▶ [WHAT THE TASK REQUIRES]: Return every line below that contains the word "blue", copying each one in full.

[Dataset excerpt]

───

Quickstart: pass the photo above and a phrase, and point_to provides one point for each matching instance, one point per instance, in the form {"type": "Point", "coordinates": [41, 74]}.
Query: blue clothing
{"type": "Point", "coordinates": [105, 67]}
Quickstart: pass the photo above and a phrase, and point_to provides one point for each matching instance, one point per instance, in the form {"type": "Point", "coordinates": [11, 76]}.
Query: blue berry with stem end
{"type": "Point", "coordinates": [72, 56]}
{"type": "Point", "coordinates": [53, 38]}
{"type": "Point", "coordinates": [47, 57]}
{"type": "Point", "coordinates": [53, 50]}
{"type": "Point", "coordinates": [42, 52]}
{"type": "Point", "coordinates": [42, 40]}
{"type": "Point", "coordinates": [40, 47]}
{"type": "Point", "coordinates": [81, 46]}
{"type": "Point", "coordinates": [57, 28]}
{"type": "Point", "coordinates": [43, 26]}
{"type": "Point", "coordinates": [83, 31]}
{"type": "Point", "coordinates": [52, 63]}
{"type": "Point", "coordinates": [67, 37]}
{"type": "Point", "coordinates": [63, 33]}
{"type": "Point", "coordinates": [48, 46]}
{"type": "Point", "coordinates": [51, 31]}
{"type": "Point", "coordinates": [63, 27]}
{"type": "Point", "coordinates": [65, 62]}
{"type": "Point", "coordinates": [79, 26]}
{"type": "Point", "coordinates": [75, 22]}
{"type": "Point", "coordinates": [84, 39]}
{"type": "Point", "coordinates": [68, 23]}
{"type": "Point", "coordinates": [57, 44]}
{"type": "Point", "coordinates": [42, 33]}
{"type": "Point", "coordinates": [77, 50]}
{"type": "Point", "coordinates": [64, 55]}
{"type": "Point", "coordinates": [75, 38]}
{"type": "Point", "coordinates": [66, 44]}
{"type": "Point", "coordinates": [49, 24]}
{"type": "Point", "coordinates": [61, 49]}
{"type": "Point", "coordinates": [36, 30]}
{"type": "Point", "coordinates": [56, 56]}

───

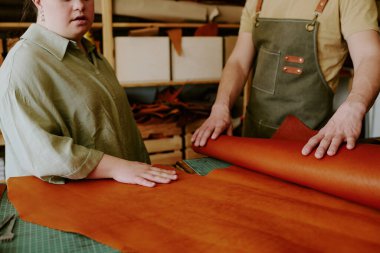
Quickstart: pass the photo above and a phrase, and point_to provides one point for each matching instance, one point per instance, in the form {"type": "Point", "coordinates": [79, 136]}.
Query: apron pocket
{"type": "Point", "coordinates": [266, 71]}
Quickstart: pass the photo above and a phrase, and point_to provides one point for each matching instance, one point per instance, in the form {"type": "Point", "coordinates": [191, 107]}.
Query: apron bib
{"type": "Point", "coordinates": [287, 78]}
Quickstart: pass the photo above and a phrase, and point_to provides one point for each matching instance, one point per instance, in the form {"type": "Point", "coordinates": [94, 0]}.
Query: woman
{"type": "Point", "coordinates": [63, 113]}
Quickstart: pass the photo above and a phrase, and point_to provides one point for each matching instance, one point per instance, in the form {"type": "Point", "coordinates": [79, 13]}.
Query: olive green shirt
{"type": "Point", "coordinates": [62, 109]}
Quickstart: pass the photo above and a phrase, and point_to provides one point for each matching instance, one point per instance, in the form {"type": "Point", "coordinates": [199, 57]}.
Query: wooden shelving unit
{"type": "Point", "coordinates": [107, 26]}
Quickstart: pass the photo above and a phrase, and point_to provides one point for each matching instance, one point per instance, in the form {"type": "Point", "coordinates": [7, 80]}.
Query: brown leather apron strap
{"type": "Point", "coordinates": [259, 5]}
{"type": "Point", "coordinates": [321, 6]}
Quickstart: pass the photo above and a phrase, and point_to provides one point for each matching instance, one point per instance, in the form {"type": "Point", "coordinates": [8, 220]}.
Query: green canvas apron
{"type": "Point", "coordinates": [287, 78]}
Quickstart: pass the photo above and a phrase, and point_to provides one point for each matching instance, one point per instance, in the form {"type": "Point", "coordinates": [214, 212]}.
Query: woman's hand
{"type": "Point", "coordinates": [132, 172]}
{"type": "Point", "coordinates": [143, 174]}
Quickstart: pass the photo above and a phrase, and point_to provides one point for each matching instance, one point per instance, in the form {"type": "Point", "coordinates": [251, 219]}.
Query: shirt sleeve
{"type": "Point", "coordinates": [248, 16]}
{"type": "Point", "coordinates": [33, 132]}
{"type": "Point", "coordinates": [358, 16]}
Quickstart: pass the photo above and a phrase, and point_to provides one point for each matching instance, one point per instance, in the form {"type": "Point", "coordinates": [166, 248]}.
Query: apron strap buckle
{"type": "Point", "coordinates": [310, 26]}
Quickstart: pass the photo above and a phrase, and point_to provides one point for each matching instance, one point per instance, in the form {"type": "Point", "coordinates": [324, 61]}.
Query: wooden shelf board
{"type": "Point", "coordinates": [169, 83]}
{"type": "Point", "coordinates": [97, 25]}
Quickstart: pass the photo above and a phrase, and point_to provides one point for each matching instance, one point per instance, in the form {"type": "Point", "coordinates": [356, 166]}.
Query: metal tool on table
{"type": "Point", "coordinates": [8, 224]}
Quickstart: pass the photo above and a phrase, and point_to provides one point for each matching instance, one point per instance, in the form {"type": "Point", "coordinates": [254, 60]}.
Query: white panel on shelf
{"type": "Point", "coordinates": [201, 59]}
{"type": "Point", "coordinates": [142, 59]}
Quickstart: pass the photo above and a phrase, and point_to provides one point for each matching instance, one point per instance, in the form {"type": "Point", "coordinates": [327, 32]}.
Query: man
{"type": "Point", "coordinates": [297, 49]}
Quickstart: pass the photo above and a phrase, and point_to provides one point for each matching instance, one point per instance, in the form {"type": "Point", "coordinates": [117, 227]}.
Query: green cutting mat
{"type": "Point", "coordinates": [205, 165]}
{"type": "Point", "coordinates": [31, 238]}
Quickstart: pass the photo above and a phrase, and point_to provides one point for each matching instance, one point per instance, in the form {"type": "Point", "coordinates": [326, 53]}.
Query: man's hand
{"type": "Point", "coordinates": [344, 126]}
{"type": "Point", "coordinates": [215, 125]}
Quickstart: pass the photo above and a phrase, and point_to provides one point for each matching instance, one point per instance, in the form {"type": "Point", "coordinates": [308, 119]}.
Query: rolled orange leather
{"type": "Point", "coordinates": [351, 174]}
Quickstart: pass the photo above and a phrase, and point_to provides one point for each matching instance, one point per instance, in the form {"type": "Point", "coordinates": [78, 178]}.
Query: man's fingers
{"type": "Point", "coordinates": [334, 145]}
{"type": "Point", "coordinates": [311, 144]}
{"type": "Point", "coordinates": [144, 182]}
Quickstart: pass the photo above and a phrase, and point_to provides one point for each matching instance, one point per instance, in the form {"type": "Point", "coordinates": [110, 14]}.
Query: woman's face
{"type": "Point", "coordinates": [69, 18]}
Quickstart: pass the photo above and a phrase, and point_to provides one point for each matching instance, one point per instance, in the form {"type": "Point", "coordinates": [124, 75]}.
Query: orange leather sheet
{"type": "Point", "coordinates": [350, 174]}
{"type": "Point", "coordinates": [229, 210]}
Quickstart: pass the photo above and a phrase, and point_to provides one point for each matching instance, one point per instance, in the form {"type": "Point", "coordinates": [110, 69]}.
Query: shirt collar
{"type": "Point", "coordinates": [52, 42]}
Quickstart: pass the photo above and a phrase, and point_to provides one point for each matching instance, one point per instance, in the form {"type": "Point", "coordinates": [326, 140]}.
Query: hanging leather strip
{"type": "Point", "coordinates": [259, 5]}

───

▶ [THE RESULT]:
Query: blue clothing
Query: blue berry with stem end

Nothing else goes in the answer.